MATERIAL FOR THIS TASK -

━━━━━━━━━━━━━━━━

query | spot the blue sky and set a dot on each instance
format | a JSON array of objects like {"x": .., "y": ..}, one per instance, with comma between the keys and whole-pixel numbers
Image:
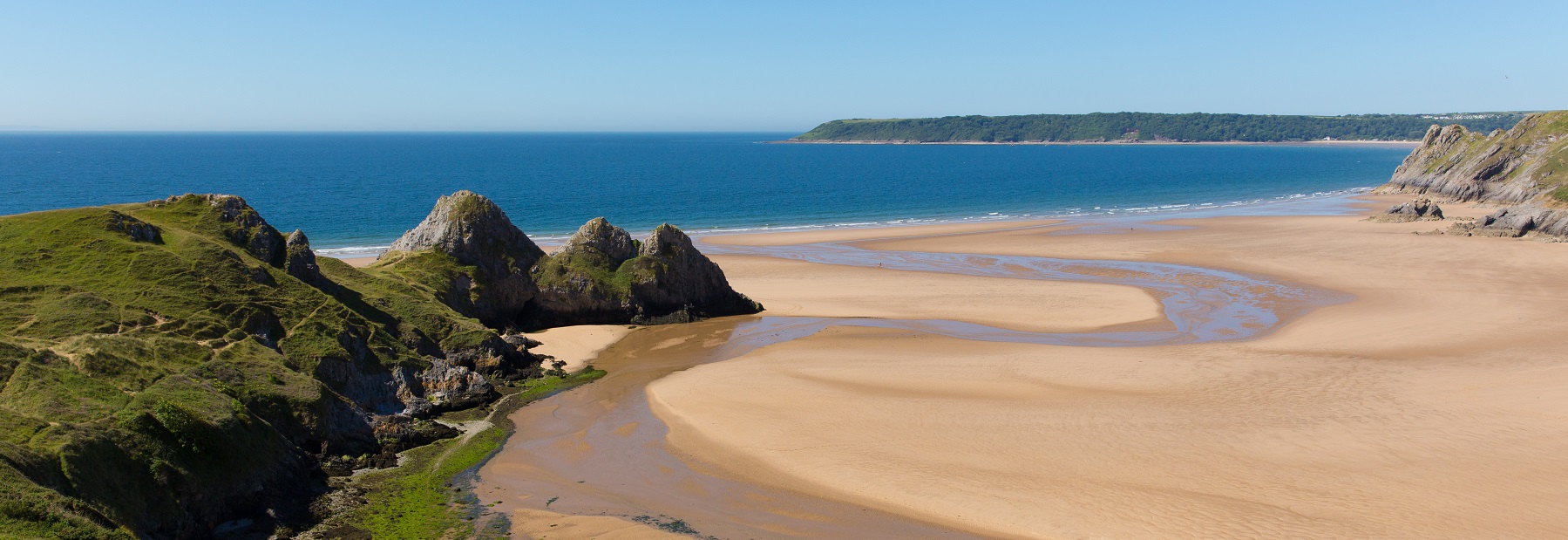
[{"x": 753, "y": 65}]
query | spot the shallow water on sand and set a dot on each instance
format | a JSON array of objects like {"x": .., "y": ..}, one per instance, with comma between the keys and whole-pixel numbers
[{"x": 600, "y": 449}]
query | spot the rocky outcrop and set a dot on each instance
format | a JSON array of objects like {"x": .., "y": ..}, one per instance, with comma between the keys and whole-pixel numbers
[
  {"x": 601, "y": 275},
  {"x": 300, "y": 261},
  {"x": 681, "y": 280},
  {"x": 1504, "y": 167},
  {"x": 1517, "y": 222},
  {"x": 1413, "y": 211},
  {"x": 245, "y": 227},
  {"x": 1523, "y": 170},
  {"x": 133, "y": 228},
  {"x": 474, "y": 231}
]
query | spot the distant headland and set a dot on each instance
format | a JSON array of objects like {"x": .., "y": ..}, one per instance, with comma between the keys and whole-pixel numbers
[{"x": 1146, "y": 127}]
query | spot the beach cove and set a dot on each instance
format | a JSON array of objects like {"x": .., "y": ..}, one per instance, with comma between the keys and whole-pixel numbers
[{"x": 1410, "y": 406}]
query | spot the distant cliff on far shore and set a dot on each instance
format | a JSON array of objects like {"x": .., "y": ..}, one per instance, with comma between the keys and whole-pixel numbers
[
  {"x": 1109, "y": 127},
  {"x": 1524, "y": 170}
]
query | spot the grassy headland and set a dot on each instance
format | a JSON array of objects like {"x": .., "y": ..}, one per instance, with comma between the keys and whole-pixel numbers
[{"x": 1191, "y": 127}]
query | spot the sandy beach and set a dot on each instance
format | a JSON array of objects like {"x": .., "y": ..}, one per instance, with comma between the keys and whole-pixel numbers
[
  {"x": 1430, "y": 406},
  {"x": 1123, "y": 143}
]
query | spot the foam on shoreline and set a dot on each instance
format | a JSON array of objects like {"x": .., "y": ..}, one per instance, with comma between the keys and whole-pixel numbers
[{"x": 1316, "y": 203}]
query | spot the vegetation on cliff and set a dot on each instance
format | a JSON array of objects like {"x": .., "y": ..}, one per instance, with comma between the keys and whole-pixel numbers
[
  {"x": 179, "y": 369},
  {"x": 1148, "y": 127},
  {"x": 166, "y": 374},
  {"x": 1524, "y": 170},
  {"x": 601, "y": 275}
]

━━━━━━━━━━━━━━━━

WRITTEN PROBLEM -
Copy the records from the line containing "query | spot the foam" through the end of the records, substituting "place a marker" for every occurrence of "set a dot" and changing nothing else.

SOLUTION FOR THIS PROBLEM -
query | spot the foam on shoreline and place a marker on each instance
format | a JSON array of objects like {"x": .., "y": ..}, one per instance, with comma between the keys and whole-pixel numbers
[{"x": 1316, "y": 203}]
query | spot the vegetation on cliff and place a marker on each instance
format | a JSON array of objects like {"x": .., "y": ..}, one per instance, with comma between the keys and whole-pixel numbers
[
  {"x": 179, "y": 369},
  {"x": 1148, "y": 127},
  {"x": 166, "y": 374},
  {"x": 1524, "y": 170},
  {"x": 601, "y": 275}
]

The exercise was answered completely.